- **Problem requirements**: Take everything from the line containing "Target: dark storm cloud" down to the line containing "left=179, top=0, right=300, bottom=59", swap "pixel-level" for "exact pixel", and write those lines out again with nothing else changed.

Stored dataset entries
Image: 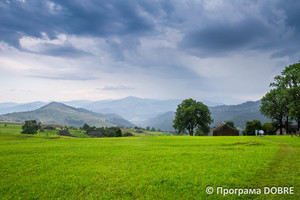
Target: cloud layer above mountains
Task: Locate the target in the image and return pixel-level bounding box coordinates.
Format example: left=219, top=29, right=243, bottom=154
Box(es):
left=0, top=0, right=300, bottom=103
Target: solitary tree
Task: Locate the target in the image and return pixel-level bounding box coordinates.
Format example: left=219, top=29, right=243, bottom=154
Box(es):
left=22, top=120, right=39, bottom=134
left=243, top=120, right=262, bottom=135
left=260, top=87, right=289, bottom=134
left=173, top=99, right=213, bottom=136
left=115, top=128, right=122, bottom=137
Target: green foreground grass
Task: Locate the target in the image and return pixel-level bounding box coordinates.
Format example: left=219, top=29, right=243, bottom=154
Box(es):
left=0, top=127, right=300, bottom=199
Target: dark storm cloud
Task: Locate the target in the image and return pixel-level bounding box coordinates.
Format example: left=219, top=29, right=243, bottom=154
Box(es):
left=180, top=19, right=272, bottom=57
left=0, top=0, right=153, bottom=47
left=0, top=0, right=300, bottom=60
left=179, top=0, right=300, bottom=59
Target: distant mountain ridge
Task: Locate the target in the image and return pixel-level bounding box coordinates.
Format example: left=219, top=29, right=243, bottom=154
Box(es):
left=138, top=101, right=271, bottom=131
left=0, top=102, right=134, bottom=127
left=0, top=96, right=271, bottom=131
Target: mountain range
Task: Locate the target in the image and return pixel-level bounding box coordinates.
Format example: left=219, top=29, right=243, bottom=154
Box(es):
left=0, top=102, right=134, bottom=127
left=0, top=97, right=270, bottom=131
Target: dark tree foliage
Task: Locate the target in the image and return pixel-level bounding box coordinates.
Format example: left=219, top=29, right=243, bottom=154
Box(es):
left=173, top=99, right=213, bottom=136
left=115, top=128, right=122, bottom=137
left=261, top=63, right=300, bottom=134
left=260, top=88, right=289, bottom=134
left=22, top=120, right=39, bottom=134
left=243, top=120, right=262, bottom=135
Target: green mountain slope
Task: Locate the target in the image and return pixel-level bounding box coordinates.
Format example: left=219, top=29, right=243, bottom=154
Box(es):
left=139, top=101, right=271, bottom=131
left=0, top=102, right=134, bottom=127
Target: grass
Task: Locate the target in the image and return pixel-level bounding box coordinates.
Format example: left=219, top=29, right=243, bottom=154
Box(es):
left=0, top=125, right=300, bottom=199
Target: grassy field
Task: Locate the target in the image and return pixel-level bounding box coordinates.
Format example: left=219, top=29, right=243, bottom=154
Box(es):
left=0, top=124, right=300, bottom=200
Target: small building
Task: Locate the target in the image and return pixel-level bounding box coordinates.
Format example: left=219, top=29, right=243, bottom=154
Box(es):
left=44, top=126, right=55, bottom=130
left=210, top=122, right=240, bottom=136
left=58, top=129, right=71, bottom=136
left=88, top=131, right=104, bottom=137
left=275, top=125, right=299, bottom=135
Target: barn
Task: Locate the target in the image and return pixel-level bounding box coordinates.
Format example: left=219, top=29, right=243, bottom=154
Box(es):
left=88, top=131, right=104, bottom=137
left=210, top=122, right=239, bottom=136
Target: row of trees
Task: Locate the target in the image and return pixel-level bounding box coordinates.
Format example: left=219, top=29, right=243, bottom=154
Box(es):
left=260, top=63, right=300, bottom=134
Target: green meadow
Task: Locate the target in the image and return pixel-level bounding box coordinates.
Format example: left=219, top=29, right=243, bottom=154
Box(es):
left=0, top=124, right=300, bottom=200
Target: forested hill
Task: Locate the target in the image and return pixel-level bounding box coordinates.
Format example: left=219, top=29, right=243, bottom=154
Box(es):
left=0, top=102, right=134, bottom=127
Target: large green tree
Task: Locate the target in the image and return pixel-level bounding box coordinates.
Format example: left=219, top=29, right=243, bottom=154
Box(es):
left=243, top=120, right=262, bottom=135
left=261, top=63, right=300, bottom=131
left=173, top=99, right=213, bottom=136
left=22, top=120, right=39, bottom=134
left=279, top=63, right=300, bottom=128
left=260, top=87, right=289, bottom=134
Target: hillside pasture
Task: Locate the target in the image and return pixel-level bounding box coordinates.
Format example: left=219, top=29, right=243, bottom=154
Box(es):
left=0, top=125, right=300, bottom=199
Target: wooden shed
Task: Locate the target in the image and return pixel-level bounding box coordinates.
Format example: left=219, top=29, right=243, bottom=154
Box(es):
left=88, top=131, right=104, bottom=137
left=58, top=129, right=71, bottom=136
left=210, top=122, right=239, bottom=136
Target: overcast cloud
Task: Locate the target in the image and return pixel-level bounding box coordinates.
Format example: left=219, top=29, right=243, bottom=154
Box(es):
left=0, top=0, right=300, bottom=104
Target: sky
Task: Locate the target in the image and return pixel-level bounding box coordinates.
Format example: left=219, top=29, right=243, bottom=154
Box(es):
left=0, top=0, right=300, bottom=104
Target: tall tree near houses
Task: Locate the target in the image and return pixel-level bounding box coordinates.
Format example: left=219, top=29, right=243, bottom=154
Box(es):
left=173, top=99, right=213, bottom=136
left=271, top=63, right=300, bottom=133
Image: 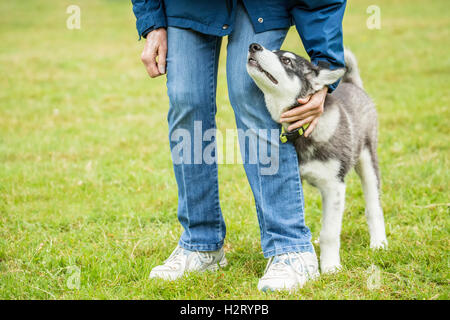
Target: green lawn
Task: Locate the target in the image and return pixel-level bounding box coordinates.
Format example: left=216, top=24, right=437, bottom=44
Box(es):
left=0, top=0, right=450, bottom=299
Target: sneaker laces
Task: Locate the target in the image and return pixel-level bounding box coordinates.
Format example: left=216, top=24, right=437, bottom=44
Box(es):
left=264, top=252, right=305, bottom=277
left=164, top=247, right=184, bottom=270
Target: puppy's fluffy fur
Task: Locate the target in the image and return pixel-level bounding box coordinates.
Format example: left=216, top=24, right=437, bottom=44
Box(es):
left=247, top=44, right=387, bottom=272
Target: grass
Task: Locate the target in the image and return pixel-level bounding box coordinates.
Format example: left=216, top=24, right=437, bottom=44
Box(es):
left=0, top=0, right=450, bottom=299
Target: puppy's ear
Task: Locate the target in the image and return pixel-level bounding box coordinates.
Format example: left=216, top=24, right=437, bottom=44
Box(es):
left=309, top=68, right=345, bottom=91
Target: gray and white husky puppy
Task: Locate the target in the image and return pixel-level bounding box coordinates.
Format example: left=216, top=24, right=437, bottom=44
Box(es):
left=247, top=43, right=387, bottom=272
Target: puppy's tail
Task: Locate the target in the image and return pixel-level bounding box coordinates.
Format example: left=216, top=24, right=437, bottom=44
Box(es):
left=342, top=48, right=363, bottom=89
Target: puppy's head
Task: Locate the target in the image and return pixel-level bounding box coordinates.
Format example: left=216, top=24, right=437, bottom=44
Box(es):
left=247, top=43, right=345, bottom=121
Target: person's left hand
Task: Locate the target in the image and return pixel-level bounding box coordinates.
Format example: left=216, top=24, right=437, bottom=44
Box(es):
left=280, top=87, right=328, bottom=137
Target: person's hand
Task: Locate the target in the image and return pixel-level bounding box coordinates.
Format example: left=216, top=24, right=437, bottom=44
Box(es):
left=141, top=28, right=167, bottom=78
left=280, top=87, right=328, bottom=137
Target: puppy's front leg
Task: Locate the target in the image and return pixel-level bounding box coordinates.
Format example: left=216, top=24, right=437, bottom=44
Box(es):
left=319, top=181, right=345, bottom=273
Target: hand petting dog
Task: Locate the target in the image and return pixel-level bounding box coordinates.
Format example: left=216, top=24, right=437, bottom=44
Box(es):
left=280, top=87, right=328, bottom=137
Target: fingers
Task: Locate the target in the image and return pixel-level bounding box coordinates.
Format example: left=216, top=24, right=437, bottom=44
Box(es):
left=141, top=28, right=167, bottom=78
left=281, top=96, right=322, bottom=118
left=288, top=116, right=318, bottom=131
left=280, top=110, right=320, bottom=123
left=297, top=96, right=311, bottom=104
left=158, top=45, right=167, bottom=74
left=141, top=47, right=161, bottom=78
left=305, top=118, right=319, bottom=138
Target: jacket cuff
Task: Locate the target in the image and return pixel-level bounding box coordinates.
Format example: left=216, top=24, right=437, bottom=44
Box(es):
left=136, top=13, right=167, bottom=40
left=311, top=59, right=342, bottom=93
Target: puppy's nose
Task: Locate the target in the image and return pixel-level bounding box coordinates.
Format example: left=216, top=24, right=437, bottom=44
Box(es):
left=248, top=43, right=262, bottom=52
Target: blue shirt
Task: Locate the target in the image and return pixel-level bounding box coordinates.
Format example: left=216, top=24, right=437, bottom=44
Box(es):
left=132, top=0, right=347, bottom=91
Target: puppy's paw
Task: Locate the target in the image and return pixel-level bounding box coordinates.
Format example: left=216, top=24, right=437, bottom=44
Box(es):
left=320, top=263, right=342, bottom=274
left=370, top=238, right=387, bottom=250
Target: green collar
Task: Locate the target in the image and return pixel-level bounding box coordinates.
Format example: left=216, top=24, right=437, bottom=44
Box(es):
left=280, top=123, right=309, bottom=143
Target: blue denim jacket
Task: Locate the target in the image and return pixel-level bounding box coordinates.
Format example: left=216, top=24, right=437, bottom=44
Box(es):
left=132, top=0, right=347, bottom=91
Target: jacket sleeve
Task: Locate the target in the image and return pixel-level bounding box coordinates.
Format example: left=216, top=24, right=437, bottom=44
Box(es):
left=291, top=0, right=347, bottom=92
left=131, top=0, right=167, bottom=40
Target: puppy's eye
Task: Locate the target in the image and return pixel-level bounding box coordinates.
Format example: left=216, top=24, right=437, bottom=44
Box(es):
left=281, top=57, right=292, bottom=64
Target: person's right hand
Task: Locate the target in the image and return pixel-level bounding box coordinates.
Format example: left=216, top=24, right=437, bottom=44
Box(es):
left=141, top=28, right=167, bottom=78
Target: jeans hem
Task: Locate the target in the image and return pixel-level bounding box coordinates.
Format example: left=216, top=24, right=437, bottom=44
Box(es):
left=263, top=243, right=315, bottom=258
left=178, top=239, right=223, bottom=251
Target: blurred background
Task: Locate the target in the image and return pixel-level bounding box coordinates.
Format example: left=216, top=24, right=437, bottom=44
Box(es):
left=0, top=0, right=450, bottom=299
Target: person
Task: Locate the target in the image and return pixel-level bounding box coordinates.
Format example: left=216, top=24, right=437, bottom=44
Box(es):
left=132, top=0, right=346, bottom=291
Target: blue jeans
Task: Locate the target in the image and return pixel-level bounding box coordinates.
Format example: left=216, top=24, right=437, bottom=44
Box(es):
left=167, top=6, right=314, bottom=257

- **Result of this exercise**:
Target: dark storm cloud
Task: Locate the target in the image and return exact pixel bounding box coordinates.
Format example: left=219, top=29, right=243, bottom=154
Box(es):
left=180, top=19, right=272, bottom=57
left=0, top=0, right=153, bottom=47
left=0, top=0, right=300, bottom=60
left=179, top=0, right=300, bottom=59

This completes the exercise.